(Stored data)
* * * *

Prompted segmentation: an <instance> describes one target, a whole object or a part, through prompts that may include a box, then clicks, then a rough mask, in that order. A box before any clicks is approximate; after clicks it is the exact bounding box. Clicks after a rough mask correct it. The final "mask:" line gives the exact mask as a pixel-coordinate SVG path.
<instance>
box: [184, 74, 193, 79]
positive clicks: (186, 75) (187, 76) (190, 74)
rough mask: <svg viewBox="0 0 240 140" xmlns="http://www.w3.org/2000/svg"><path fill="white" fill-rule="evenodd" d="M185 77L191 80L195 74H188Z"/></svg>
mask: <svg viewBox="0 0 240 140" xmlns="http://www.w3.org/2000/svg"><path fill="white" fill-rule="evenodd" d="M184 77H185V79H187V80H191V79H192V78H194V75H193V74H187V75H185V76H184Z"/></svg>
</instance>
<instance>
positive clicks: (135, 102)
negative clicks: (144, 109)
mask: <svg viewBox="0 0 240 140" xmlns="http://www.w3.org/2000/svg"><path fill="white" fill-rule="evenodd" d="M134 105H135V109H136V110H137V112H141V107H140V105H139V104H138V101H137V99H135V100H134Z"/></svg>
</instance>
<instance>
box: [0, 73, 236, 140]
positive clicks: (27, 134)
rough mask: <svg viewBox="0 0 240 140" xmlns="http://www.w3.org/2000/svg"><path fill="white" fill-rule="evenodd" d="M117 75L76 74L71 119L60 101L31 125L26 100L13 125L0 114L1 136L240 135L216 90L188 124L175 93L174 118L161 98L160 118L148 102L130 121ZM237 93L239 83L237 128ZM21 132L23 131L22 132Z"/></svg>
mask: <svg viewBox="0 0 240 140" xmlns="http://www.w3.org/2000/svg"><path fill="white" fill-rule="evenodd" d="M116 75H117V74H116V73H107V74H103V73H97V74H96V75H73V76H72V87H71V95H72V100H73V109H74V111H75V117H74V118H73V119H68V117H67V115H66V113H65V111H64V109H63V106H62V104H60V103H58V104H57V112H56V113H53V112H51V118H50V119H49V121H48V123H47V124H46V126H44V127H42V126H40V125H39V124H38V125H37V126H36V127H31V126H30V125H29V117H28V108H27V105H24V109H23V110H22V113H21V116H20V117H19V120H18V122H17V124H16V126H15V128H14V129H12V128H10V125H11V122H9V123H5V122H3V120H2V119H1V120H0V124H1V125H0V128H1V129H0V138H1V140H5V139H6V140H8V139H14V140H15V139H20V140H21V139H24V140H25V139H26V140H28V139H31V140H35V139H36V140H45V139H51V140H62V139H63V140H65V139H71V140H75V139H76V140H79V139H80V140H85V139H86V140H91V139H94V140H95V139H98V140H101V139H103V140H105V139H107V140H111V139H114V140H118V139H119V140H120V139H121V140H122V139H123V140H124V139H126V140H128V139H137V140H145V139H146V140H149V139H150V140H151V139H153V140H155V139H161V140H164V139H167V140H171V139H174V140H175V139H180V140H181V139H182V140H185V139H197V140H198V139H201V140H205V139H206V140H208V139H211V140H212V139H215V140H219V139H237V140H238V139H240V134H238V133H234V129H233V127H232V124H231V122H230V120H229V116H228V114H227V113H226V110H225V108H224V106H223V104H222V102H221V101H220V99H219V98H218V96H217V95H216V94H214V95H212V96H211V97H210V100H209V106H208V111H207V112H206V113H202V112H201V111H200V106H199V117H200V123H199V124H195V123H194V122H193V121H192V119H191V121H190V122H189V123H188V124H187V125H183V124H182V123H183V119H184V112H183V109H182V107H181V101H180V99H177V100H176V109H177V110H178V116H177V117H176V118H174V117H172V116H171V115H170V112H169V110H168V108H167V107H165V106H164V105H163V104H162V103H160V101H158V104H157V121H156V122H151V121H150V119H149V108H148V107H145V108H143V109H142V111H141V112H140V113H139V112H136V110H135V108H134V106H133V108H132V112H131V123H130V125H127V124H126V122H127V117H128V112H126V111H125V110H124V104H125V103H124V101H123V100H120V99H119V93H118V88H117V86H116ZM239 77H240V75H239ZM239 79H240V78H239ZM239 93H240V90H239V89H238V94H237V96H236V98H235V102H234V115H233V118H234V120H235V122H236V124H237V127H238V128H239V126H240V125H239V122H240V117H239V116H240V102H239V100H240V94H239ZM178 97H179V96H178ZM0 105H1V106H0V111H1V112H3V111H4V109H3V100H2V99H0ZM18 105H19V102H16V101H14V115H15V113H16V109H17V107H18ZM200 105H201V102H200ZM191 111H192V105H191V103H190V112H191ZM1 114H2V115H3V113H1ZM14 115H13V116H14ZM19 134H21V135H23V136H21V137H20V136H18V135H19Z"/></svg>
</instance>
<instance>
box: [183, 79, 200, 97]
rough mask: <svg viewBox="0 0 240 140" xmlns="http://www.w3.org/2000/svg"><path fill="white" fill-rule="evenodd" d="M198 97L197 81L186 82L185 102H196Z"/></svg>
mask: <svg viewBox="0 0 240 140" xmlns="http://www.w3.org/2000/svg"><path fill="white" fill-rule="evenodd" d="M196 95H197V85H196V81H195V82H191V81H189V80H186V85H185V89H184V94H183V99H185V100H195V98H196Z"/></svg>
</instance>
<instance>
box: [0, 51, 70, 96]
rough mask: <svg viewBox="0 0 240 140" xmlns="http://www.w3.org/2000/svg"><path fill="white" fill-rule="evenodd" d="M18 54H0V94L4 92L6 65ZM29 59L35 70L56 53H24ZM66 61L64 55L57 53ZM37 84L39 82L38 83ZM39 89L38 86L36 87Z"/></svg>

* * * *

Exactly as written above, reproduce all of the entries.

Prompted segmentation: an <instance> describes one target, a whole object or a part, through prompts that may include a box, then clicks, then a rough mask, in that order. A box before any clicks is approximate; after clicks it is the exact bounding box. Clicks after a rough mask correct it. The final "mask:" line gives the exact mask as a pixel-coordinate SVG path.
<instance>
box: [184, 74, 193, 79]
positive clicks: (186, 75) (187, 76) (190, 74)
rough mask: <svg viewBox="0 0 240 140" xmlns="http://www.w3.org/2000/svg"><path fill="white" fill-rule="evenodd" d="M185 77L191 80L195 74H188Z"/></svg>
mask: <svg viewBox="0 0 240 140" xmlns="http://www.w3.org/2000/svg"><path fill="white" fill-rule="evenodd" d="M184 77H185V79H187V80H191V79H192V78H194V75H193V74H187V75H185V76H184Z"/></svg>
</instance>
<instance>
positive clicks: (135, 102)
negative clicks: (144, 109)
mask: <svg viewBox="0 0 240 140" xmlns="http://www.w3.org/2000/svg"><path fill="white" fill-rule="evenodd" d="M134 105H135V109H136V110H137V112H141V107H140V105H139V104H138V101H137V99H135V100H134Z"/></svg>
</instance>
<instance>
box: [0, 73, 236, 140]
positive clicks: (27, 134)
rough mask: <svg viewBox="0 0 240 140" xmlns="http://www.w3.org/2000/svg"><path fill="white" fill-rule="evenodd" d="M117 75L76 74L71 119L60 101L31 125L26 100L13 125L0 114L1 136L240 135L216 90L188 124L175 93L174 118L161 98L160 118L148 102L130 121ZM237 93L239 83L237 128ZM21 132L23 131L22 132Z"/></svg>
mask: <svg viewBox="0 0 240 140" xmlns="http://www.w3.org/2000/svg"><path fill="white" fill-rule="evenodd" d="M116 75H117V74H116V73H107V74H103V73H97V74H96V75H73V76H72V87H71V95H72V100H73V109H74V111H75V117H74V118H73V119H68V117H67V115H66V113H65V111H64V109H63V106H62V104H60V103H58V104H57V112H56V113H53V112H51V118H50V119H49V121H48V123H47V124H46V126H44V127H42V126H40V125H39V124H38V125H37V126H36V127H31V126H30V125H29V117H28V108H27V105H24V109H23V110H22V113H21V116H20V117H19V120H18V122H17V124H16V126H15V128H14V129H12V128H10V125H11V122H9V123H5V122H3V120H2V119H1V120H0V124H1V125H0V128H1V129H0V138H1V140H5V139H6V140H8V139H14V140H15V139H20V140H21V139H24V140H25V139H26V140H28V139H31V140H35V139H36V140H45V139H51V140H62V139H63V140H65V139H71V140H75V139H76V140H79V139H80V140H85V139H86V140H91V139H94V140H95V139H98V140H101V139H103V140H105V139H107V140H111V139H114V140H118V139H119V140H120V139H121V140H122V139H123V140H124V139H126V140H128V139H137V140H145V139H146V140H149V139H150V140H151V139H153V140H155V139H161V140H164V139H167V140H171V139H174V140H175V139H180V140H181V139H182V140H185V139H197V140H198V139H201V140H205V139H206V140H208V139H211V140H212V139H215V140H219V139H237V140H238V139H240V134H238V133H234V129H233V127H232V124H231V122H230V120H229V116H228V114H227V113H226V110H225V108H224V106H223V104H222V102H221V101H220V99H219V98H218V96H217V95H216V94H214V95H212V96H211V97H210V100H209V106H208V111H207V112H206V113H202V112H201V111H200V106H199V117H200V123H199V124H195V123H194V122H193V121H192V119H191V121H190V122H189V123H188V124H187V125H183V124H182V123H183V119H184V112H183V109H182V107H181V101H180V99H177V100H176V109H177V110H178V116H177V117H176V118H174V117H172V116H171V115H170V112H169V110H168V108H167V107H165V106H164V105H163V104H162V103H160V101H158V104H157V121H156V122H151V121H150V119H149V108H148V107H145V108H143V109H142V111H141V112H140V113H139V112H136V110H135V108H134V106H133V108H132V112H131V123H130V125H127V124H126V122H127V117H128V112H126V111H125V110H124V104H125V103H124V101H123V100H120V99H119V93H118V88H117V86H116ZM239 77H240V75H239ZM239 79H240V78H239ZM239 93H240V90H239V89H238V94H237V96H236V98H235V102H234V115H233V118H234V120H235V122H236V124H237V127H238V128H239V126H240V125H239V122H240V117H239V116H240V102H239V100H240V94H239ZM178 97H179V96H178ZM0 105H1V106H0V111H1V112H3V111H4V109H3V100H2V99H0ZM18 105H19V102H16V101H14V115H15V113H16V109H17V107H18ZM200 105H201V102H200ZM191 111H192V105H191V103H190V112H191ZM1 114H2V115H3V113H1ZM14 115H13V116H14ZM19 134H21V135H23V136H21V137H20V136H18V135H19Z"/></svg>
</instance>
<instance>
box: [183, 79, 200, 97]
rough mask: <svg viewBox="0 0 240 140" xmlns="http://www.w3.org/2000/svg"><path fill="white" fill-rule="evenodd" d="M198 97L197 81L186 82L185 102H196Z"/></svg>
mask: <svg viewBox="0 0 240 140" xmlns="http://www.w3.org/2000/svg"><path fill="white" fill-rule="evenodd" d="M196 95H197V85H196V81H195V82H191V81H189V80H186V85H185V89H184V94H183V99H185V100H195V98H196Z"/></svg>
</instance>
<instance>
box: [0, 51, 70, 96]
rough mask: <svg viewBox="0 0 240 140" xmlns="http://www.w3.org/2000/svg"><path fill="white" fill-rule="evenodd" d="M18 54H0V94L4 92L6 65ZM29 59L35 70L56 53H24ZM66 61L64 55L57 53ZM37 84L39 82L38 83ZM39 89L38 86L36 87Z"/></svg>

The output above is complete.